Required task => Quote the rows below word for word, starting at the line that contains "Task: point to each instance of the gray hooded" and continuing through the last of the rows.

*** Given data ***

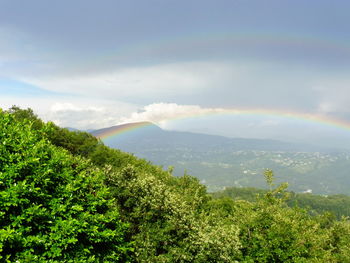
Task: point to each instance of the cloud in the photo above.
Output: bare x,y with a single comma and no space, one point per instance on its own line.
161,113
80,113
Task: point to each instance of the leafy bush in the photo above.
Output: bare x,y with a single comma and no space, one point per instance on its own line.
54,207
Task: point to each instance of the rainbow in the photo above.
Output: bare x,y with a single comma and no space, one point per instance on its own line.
177,42
294,116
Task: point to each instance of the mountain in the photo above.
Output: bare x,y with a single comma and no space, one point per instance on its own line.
221,162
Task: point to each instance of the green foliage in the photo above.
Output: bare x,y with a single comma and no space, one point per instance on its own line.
168,223
54,207
337,205
58,206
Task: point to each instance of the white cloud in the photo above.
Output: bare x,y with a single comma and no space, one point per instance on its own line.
73,112
161,113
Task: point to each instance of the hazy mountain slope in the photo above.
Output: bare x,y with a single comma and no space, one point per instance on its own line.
221,162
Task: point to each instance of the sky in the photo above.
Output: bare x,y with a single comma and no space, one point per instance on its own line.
239,68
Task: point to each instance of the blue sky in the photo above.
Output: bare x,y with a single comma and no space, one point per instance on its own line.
91,64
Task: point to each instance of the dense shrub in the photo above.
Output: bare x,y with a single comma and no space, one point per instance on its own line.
54,207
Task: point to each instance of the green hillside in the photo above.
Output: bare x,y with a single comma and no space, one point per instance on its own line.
337,205
66,197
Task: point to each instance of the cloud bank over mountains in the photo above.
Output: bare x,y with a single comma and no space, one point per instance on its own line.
87,64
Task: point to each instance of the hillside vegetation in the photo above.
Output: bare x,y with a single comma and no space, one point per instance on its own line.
336,205
66,197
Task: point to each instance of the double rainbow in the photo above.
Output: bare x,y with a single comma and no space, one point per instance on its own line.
294,116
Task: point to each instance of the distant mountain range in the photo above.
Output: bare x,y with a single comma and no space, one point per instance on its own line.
220,162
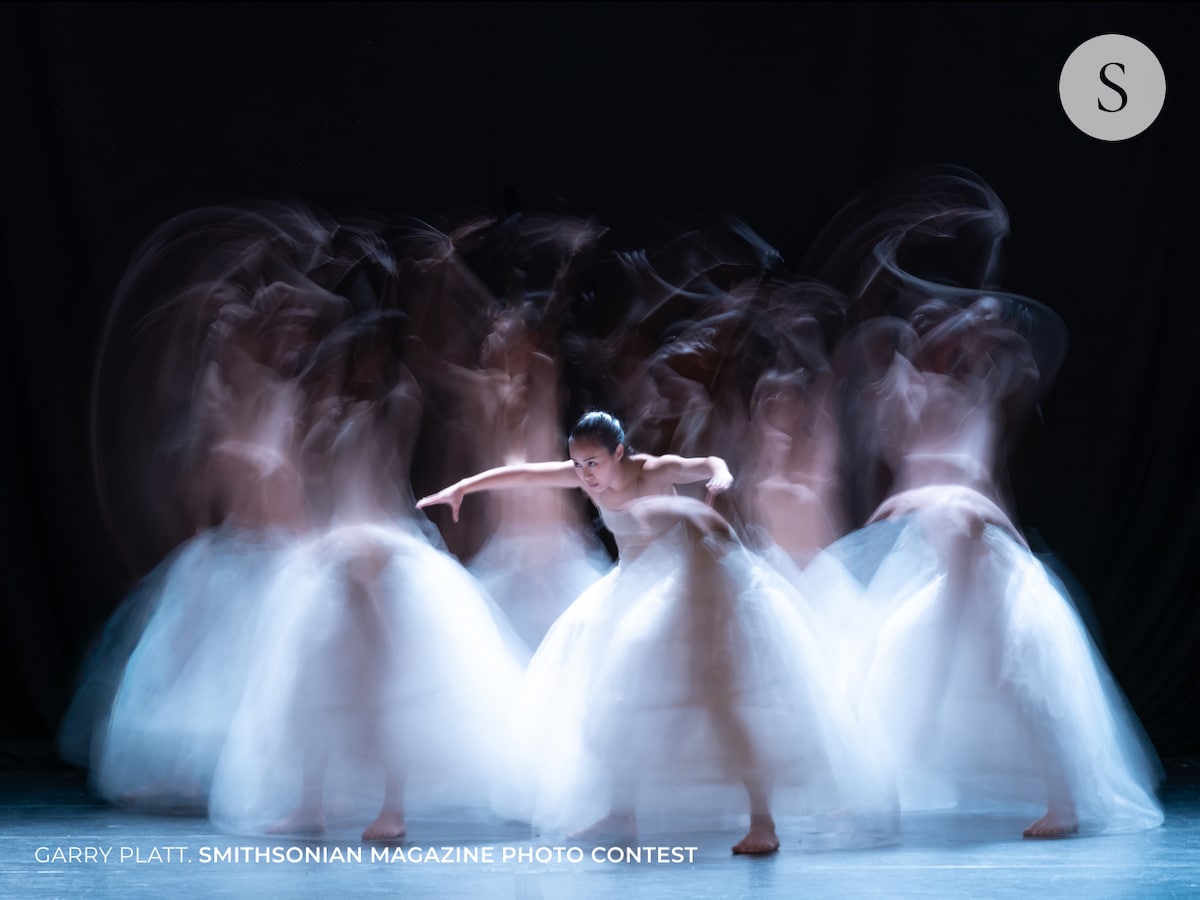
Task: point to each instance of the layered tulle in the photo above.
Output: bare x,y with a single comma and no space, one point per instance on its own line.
377,655
161,687
677,681
976,677
534,570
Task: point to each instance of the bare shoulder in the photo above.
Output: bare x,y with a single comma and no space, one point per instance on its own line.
655,474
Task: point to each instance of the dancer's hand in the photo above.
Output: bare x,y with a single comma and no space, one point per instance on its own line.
721,480
450,496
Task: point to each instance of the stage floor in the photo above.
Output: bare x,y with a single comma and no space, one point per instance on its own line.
53,839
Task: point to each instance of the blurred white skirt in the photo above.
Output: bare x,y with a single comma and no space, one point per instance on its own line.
973,672
155,703
675,681
376,653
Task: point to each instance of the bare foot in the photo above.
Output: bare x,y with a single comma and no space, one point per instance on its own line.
613,827
1055,823
388,827
760,839
303,821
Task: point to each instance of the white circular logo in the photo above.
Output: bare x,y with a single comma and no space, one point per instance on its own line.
1113,87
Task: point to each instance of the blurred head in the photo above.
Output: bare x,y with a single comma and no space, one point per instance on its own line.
597,447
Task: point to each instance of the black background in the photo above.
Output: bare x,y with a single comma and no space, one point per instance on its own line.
120,115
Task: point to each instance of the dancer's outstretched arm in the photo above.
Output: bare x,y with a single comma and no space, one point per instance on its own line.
529,474
685,471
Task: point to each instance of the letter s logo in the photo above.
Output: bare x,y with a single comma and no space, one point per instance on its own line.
1131,91
1117,88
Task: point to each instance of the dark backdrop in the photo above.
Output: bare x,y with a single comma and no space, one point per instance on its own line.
119,115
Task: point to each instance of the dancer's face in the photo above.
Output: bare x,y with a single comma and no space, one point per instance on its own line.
594,465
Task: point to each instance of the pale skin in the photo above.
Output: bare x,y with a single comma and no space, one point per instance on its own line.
612,480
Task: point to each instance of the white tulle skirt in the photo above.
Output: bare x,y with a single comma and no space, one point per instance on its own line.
671,683
160,689
981,684
534,571
377,655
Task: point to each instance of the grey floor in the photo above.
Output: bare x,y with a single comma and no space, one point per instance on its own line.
49,816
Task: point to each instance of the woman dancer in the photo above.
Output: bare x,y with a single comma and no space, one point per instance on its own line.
683,681
983,679
383,669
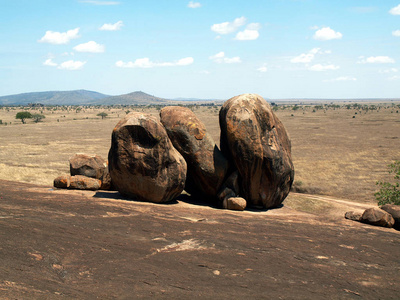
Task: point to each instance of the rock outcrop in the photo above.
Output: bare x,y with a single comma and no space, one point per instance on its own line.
207,167
255,141
143,163
377,217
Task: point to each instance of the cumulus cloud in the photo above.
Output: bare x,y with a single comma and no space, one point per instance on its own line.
376,60
342,78
229,27
306,57
391,70
147,63
91,47
220,58
262,69
395,10
320,68
72,65
59,38
250,33
193,4
49,62
100,2
396,33
326,34
112,27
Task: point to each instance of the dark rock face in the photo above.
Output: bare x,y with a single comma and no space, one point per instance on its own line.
255,141
87,165
143,163
77,182
207,167
377,217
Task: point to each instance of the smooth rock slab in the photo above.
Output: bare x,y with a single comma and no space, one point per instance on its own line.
255,141
207,167
143,163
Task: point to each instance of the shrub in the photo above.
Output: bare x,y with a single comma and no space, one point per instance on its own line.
390,193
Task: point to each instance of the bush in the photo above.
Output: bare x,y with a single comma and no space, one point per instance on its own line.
390,193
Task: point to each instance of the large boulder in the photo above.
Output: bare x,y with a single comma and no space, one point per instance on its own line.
377,217
143,163
207,167
256,142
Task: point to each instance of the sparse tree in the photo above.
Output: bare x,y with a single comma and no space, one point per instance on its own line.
390,193
102,115
23,115
38,117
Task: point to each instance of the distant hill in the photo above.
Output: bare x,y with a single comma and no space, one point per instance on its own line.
135,98
77,97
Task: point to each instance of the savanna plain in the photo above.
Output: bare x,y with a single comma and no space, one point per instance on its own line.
338,149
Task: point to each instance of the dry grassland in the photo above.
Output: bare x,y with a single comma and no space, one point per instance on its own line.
334,154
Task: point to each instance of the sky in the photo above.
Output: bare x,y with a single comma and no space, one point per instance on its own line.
208,49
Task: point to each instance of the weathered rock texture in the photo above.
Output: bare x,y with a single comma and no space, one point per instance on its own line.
143,163
255,141
78,182
377,217
87,165
207,167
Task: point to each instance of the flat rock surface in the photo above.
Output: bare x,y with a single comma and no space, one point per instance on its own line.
60,244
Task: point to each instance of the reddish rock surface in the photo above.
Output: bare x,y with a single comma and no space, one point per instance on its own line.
65,244
256,142
143,163
207,167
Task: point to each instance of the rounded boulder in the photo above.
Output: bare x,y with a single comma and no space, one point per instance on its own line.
143,163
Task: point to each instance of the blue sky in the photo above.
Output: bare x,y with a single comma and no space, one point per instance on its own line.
204,49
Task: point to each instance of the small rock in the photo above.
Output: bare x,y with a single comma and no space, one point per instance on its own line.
235,203
87,165
62,182
353,215
377,217
80,182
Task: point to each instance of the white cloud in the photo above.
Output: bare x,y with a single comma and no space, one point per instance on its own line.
376,60
342,78
326,33
193,4
247,35
72,65
396,33
262,69
220,58
250,33
112,27
100,2
395,10
391,70
147,63
306,57
229,27
49,62
91,47
59,38
320,68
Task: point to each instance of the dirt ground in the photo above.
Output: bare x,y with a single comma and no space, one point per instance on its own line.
337,151
58,244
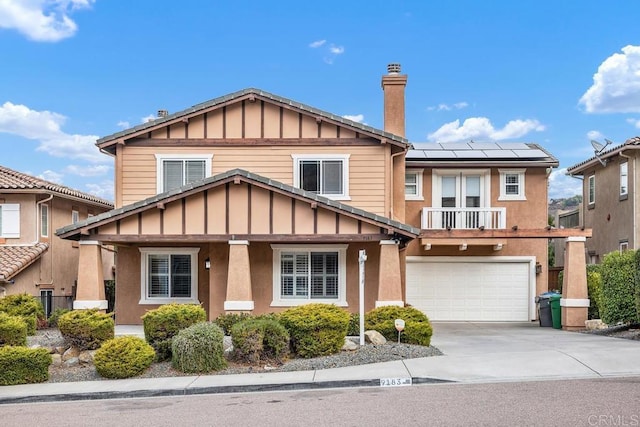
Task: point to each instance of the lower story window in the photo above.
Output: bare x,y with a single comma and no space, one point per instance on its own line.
169,275
309,274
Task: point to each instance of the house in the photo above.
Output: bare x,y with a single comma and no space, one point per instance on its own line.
610,202
255,202
32,258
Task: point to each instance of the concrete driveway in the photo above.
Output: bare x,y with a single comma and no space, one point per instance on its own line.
476,352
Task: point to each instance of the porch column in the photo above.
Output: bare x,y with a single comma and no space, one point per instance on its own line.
239,294
575,297
90,287
389,278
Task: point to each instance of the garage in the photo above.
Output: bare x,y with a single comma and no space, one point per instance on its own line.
472,288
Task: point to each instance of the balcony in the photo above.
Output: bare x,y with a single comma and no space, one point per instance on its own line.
463,218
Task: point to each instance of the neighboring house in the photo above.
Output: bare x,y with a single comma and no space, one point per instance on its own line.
254,202
32,258
610,201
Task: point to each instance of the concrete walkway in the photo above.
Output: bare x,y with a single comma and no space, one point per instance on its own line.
474,352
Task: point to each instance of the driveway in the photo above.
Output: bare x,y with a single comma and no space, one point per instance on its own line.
476,352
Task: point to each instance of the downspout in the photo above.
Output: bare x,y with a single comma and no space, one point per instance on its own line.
633,205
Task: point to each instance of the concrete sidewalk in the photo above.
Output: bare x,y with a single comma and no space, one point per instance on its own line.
474,352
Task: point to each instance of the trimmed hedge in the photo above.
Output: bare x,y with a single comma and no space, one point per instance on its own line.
26,306
22,365
123,357
417,328
618,272
86,329
163,323
316,329
198,349
259,339
13,330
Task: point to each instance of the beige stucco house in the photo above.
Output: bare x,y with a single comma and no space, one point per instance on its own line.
254,202
32,258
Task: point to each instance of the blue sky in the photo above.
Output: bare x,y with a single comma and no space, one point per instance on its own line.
557,73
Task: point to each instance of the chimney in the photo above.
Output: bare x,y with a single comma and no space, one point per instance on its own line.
393,85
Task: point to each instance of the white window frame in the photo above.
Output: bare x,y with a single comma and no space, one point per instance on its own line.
278,249
521,184
144,279
10,220
44,220
297,158
418,184
624,178
591,183
161,158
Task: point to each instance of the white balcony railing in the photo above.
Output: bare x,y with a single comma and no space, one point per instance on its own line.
463,218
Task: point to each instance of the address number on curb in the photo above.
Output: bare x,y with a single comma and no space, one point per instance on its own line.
394,382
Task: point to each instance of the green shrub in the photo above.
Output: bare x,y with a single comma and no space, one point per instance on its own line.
618,288
55,315
316,329
259,339
26,306
417,328
123,357
86,329
22,365
594,287
163,323
13,330
198,349
227,320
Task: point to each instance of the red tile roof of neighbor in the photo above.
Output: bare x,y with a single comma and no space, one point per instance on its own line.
15,258
16,181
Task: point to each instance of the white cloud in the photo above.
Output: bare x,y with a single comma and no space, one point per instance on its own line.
45,127
41,20
481,128
616,85
317,44
562,185
356,118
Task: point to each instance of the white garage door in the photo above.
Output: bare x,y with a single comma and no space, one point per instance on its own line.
472,291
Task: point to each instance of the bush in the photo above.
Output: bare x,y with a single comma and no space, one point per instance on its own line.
25,306
123,357
198,349
163,323
316,329
13,330
55,315
417,328
86,329
259,339
22,365
618,288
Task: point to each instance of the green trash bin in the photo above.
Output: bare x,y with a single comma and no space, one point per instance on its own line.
556,313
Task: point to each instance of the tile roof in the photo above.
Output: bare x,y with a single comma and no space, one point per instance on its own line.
250,91
252,177
13,180
15,258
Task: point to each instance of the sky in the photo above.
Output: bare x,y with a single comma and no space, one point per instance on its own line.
555,73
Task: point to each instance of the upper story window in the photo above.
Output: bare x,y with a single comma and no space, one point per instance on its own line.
512,184
591,196
44,220
413,185
315,273
10,220
624,178
176,170
326,175
169,275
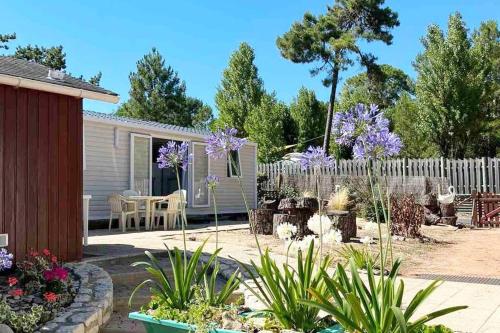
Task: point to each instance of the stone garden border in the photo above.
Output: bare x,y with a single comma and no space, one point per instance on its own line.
92,306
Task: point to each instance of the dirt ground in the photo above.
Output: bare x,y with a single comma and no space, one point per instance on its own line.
445,250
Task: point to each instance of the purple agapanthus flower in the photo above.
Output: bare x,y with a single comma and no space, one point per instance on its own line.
212,181
6,259
173,154
220,143
315,157
377,144
367,130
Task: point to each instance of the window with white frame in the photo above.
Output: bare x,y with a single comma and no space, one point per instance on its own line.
201,169
234,164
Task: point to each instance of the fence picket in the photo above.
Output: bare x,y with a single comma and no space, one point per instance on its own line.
465,175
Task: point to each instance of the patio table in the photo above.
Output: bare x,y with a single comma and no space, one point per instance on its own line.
148,201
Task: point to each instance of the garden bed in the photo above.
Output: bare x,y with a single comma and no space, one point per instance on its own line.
41,294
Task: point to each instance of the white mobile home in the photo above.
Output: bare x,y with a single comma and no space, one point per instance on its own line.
120,154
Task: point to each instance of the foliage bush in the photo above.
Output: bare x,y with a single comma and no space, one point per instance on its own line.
282,290
39,276
407,216
374,306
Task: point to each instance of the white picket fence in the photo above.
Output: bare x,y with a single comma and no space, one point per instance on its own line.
466,175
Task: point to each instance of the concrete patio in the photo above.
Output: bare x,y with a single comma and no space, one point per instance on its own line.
482,316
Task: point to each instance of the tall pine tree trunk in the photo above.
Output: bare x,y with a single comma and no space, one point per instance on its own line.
331,107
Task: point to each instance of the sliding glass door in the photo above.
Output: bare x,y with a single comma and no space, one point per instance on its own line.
140,163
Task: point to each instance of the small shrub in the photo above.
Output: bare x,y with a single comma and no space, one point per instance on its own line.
406,216
362,257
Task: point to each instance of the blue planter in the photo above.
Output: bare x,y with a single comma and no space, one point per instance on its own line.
163,326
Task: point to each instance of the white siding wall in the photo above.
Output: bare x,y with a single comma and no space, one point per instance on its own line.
107,170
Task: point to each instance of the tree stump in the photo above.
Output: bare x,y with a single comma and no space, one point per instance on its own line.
270,204
447,210
287,204
449,220
261,221
307,203
344,221
283,218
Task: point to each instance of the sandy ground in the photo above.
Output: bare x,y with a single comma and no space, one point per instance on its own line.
445,250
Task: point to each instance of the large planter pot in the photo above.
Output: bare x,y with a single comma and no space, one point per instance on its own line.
161,326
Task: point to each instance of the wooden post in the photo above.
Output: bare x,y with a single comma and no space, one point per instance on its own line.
485,185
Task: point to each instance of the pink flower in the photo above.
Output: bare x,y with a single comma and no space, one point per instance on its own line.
50,297
12,281
16,292
56,273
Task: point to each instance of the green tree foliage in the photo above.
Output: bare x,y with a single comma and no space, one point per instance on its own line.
264,126
382,85
4,39
406,120
331,40
309,116
52,57
240,90
158,94
457,85
96,79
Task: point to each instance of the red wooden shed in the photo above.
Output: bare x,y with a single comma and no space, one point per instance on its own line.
41,132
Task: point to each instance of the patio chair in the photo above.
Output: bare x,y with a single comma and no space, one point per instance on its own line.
129,193
172,212
125,209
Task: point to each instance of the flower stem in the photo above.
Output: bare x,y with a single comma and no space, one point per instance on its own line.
216,221
183,215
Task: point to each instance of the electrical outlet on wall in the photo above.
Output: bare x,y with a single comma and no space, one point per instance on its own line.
4,240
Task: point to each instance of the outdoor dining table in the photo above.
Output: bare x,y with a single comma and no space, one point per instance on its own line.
148,201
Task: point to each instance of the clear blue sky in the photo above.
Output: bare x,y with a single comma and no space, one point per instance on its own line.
197,37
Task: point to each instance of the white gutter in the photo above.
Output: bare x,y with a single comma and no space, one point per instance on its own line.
56,88
149,128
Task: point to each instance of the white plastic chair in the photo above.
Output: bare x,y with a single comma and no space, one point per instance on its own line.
173,211
125,209
129,193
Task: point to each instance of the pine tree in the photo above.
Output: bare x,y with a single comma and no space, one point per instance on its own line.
158,94
264,126
330,40
382,85
309,115
240,90
456,84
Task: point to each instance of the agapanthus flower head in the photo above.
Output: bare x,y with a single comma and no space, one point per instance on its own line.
366,240
221,142
5,260
315,157
285,231
173,155
333,236
377,144
367,130
212,181
319,225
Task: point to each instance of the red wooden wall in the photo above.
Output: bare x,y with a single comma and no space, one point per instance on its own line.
41,171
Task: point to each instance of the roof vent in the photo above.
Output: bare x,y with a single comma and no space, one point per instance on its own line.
55,74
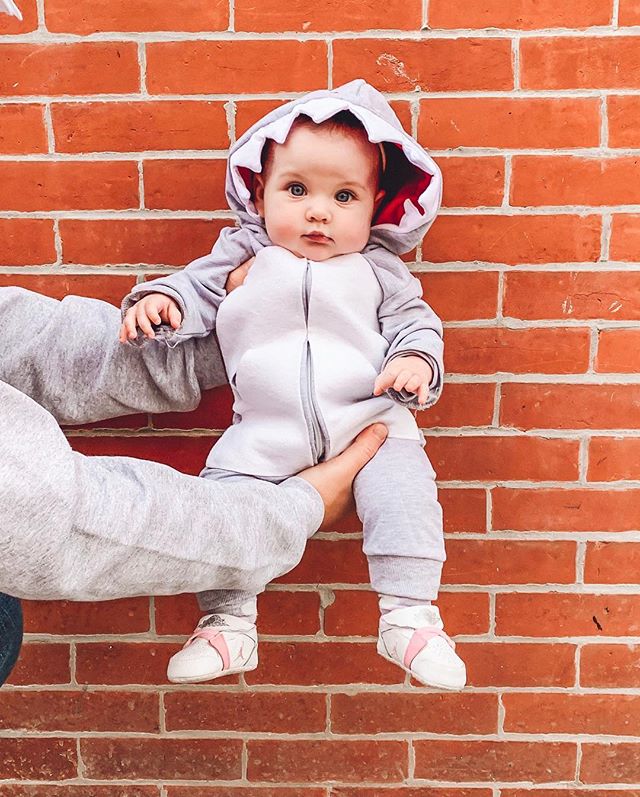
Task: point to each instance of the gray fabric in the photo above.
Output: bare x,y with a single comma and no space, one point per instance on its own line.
406,321
67,357
396,499
96,528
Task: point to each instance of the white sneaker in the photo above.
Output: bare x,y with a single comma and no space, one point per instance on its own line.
412,637
220,645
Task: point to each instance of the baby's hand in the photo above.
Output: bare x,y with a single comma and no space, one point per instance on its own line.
409,372
152,309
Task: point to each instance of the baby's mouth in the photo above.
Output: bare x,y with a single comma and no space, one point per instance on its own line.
318,237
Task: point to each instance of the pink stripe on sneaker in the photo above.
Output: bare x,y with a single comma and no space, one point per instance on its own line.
216,640
419,640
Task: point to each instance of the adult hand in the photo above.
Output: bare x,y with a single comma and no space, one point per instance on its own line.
333,479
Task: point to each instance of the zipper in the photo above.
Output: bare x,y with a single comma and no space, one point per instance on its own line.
318,437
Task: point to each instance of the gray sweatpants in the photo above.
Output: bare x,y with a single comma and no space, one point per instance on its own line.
396,499
95,528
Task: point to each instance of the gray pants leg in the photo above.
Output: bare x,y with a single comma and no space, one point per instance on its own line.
239,602
396,499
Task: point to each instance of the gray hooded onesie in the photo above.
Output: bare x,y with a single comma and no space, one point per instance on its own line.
303,342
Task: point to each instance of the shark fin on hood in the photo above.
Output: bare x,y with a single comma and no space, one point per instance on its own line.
412,181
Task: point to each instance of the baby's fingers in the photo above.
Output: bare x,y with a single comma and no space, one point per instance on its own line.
143,322
175,316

***

Exercise result =>
Task: point to each instance of the gray hooded onesie in the photo above.
Output: bare x,y with a single comma and no space, one point per instance on its own line.
303,342
Task: point to each instance of the shark fin on hood in the photo above.
Output: bare x,y with a single comma and no space, one point per instance on its own line.
412,181
Task: point to each instance of the baby's fingers in the photo above.
Output: bare x,y with a single comma and no space, one point per instance on its own line.
143,322
175,316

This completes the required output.